Request —
Collect every line of the listing below that contains the word "egret" and copy each one out.
-------
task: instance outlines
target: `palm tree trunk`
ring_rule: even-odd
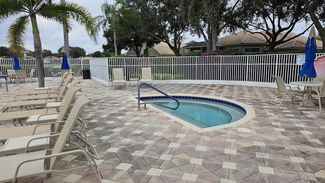
[[[66,0],[60,0],[61,3],[66,3]],[[66,49],[66,53],[67,53],[67,57],[70,58],[70,46],[69,45],[69,35],[65,30],[66,27],[64,25],[63,26],[63,37],[64,43],[64,49]]]
[[[117,56],[117,43],[116,42],[116,32],[115,29],[114,29],[114,33],[113,34],[114,39],[114,55]]]
[[[212,51],[217,50],[217,39],[218,39],[218,35],[215,28],[212,26]]]
[[[45,87],[44,65],[43,61],[43,53],[42,52],[42,43],[40,37],[40,31],[37,26],[36,15],[32,15],[30,16],[30,20],[34,40],[34,49],[35,57],[36,58],[36,69],[39,80],[39,87]]]

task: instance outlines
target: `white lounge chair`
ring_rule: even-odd
[[[113,90],[114,90],[114,85],[116,84],[122,83],[125,85],[125,88],[127,89],[127,84],[125,77],[123,74],[123,70],[122,68],[113,69],[113,77],[112,78],[112,85],[113,85]]]
[[[84,96],[77,100],[53,149],[50,151],[50,155],[47,155],[48,153],[47,150],[42,150],[0,157],[0,182],[16,182],[20,179],[44,174],[47,174],[47,177],[50,177],[52,173],[66,173],[89,168],[92,169],[98,181],[101,182],[99,170],[95,162],[95,159],[99,159],[97,154],[94,156],[81,147],[79,149],[62,152],[83,107],[90,102]],[[56,164],[60,157],[76,153],[83,154],[88,164],[70,168],[62,168],[60,166],[56,167]],[[49,162],[46,161],[46,160],[48,160]],[[45,164],[46,168],[44,168]]]

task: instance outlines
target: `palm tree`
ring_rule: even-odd
[[[117,55],[117,43],[116,32],[122,22],[133,21],[140,23],[141,20],[137,12],[134,9],[126,7],[124,0],[116,0],[113,5],[110,5],[106,1],[102,5],[102,11],[104,15],[95,17],[95,22],[98,27],[107,29],[109,27],[113,30],[114,55]],[[123,20],[122,20],[123,19]]]
[[[66,0],[60,0],[60,2],[61,4],[65,4]],[[66,31],[66,27],[63,26],[63,43],[64,45],[64,49],[66,49],[66,54],[67,54],[67,57],[70,57],[70,46],[69,45],[69,34]]]
[[[0,0],[0,23],[11,16],[17,17],[10,25],[7,38],[10,49],[20,57],[23,54],[24,37],[27,25],[31,23],[39,87],[44,87],[44,67],[42,43],[37,25],[38,16],[62,24],[67,32],[72,29],[69,18],[73,19],[85,26],[88,35],[95,42],[98,30],[90,13],[85,8],[75,3],[56,4],[51,0]]]

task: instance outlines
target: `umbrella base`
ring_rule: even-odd
[[[306,104],[306,99],[304,99],[303,101],[301,101],[300,102],[300,103],[299,103],[299,105],[300,105],[301,106],[305,106],[305,104]],[[315,104],[313,102],[313,101],[312,101],[310,100],[308,100],[308,104],[307,104],[307,107],[314,107],[316,106],[316,104]]]

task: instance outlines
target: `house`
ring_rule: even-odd
[[[173,45],[173,43],[171,42],[171,44]],[[180,47],[186,46],[184,44],[181,44]],[[151,48],[147,48],[145,45],[144,45],[141,48],[140,54],[143,55],[144,57],[164,57],[164,56],[175,56],[175,54],[172,49],[168,46],[168,44],[164,42],[160,42],[159,43],[154,45]],[[185,50],[185,51],[187,51]],[[180,53],[182,54],[184,53],[184,50],[182,49],[180,50]],[[137,56],[137,54],[133,50],[128,50],[126,53],[124,53],[126,55],[131,55]]]
[[[278,39],[282,38],[284,33],[282,33],[279,36],[280,38],[278,38]],[[286,39],[297,35],[296,34],[290,33],[287,36]],[[300,36],[290,41],[277,45],[274,50],[304,49],[308,39],[308,38],[305,36]],[[220,38],[218,40],[217,43],[245,53],[261,52],[267,51],[269,46],[268,43],[265,40],[265,38],[261,34],[251,34],[245,31],[242,31]],[[321,41],[316,40],[316,44],[317,49],[322,48],[322,42]]]
[[[284,33],[281,33],[280,37],[278,39],[283,36],[284,34]],[[287,39],[297,35],[295,33],[289,33],[287,36]],[[308,38],[303,36],[299,36],[290,41],[276,46],[274,50],[304,49],[308,39]],[[316,41],[317,49],[321,49],[322,41],[319,40]],[[207,45],[205,43],[205,42],[195,42],[189,45],[183,47],[182,48],[187,49],[189,51],[200,50],[202,52],[202,51],[205,51],[207,50]],[[251,34],[245,31],[242,31],[220,38],[217,41],[217,45],[218,49],[222,49],[221,48],[223,46],[237,49],[245,53],[264,52],[268,50],[269,46],[269,44],[262,35],[258,33]]]

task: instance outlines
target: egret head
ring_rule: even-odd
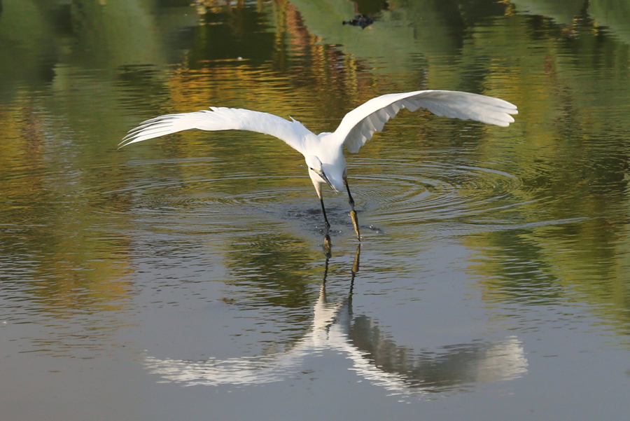
[[[326,183],[328,186],[330,186],[332,190],[337,191],[337,189],[335,188],[335,186],[330,184],[330,181],[328,180],[328,177],[326,176],[324,172],[323,168],[322,167],[321,161],[319,160],[319,158],[315,156],[314,155],[309,155],[306,157],[307,166],[309,167],[309,175],[311,176],[311,179],[314,181],[318,181],[321,183]],[[315,177],[314,177],[314,175]],[[318,178],[319,179],[318,179]]]

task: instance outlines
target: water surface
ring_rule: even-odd
[[[438,4],[439,3],[439,4]],[[3,0],[0,407],[10,420],[622,420],[630,410],[630,5]],[[342,25],[357,13],[375,22]],[[116,150],[160,114],[332,131],[363,242],[255,133]]]

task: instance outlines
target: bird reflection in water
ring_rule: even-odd
[[[282,381],[303,371],[304,360],[334,351],[351,361],[351,370],[391,394],[411,396],[465,391],[475,382],[507,380],[526,372],[520,341],[510,336],[494,343],[449,345],[438,352],[397,345],[370,317],[354,317],[352,295],[359,270],[360,245],[351,270],[349,291],[341,302],[326,298],[326,256],[323,282],[314,307],[311,329],[302,339],[272,354],[198,361],[145,358],[148,370],[183,385],[247,385]]]

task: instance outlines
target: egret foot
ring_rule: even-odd
[[[324,235],[324,254],[326,255],[327,258],[329,258],[332,256],[332,253],[330,251],[330,247],[332,244],[330,244],[330,236],[328,235],[328,233],[326,233],[326,235]]]
[[[354,232],[356,233],[356,238],[359,241],[361,240],[361,235],[358,230],[358,218],[356,217],[356,211],[350,211],[350,218],[352,219],[352,225],[354,226]]]

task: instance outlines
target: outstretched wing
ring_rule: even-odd
[[[375,132],[382,130],[385,123],[403,108],[412,111],[426,108],[436,116],[503,127],[514,122],[510,114],[519,113],[517,106],[507,101],[465,92],[417,90],[387,94],[372,98],[346,114],[335,132],[335,138],[340,139],[349,151],[356,153]]]
[[[151,118],[132,129],[119,144],[119,148],[131,144],[182,130],[249,130],[274,136],[302,152],[304,138],[311,133],[299,121],[289,121],[267,113],[251,110],[211,106],[212,111],[167,114]]]

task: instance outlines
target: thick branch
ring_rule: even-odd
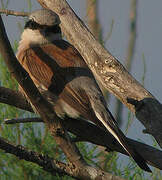
[[[66,38],[81,53],[96,79],[117,96],[131,111],[136,112],[137,118],[146,129],[149,129],[150,134],[155,137],[162,147],[162,133],[158,131],[162,129],[162,109],[159,108],[161,104],[126,71],[115,57],[96,41],[84,23],[70,8],[66,0],[38,0],[38,2],[59,15]],[[138,101],[149,98],[152,101],[145,101],[144,105],[141,106],[145,110],[138,109],[137,111],[131,103],[128,103],[127,98]],[[151,104],[152,102],[153,104]],[[148,103],[149,106],[156,105],[159,111],[155,112],[153,108],[147,109]],[[140,115],[138,115],[139,113]],[[149,121],[146,119],[150,114],[152,117],[157,117],[156,123],[154,123],[155,118],[149,119]]]
[[[0,14],[6,14],[12,15],[12,16],[23,16],[26,17],[29,15],[28,12],[18,12],[18,11],[13,11],[13,10],[8,10],[8,9],[0,9]]]
[[[17,61],[10,42],[7,38],[4,24],[0,16],[0,53],[8,66],[9,71],[21,85],[31,103],[40,114],[43,121],[48,126],[51,134],[55,138],[57,144],[61,147],[69,161],[71,162],[72,174],[80,179],[112,179],[113,176],[100,169],[88,166],[79,153],[75,143],[70,141],[70,137],[60,124],[60,119],[53,111],[53,107],[49,104],[37,90],[36,86],[30,79],[28,73],[21,67]],[[59,133],[58,133],[59,130]],[[92,177],[93,176],[93,177]]]

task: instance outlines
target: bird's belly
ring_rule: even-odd
[[[78,111],[61,99],[58,99],[54,109],[60,118],[63,118],[65,115],[71,118],[78,118],[80,116]]]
-------
Worked solution —
target: egret head
target: egret foot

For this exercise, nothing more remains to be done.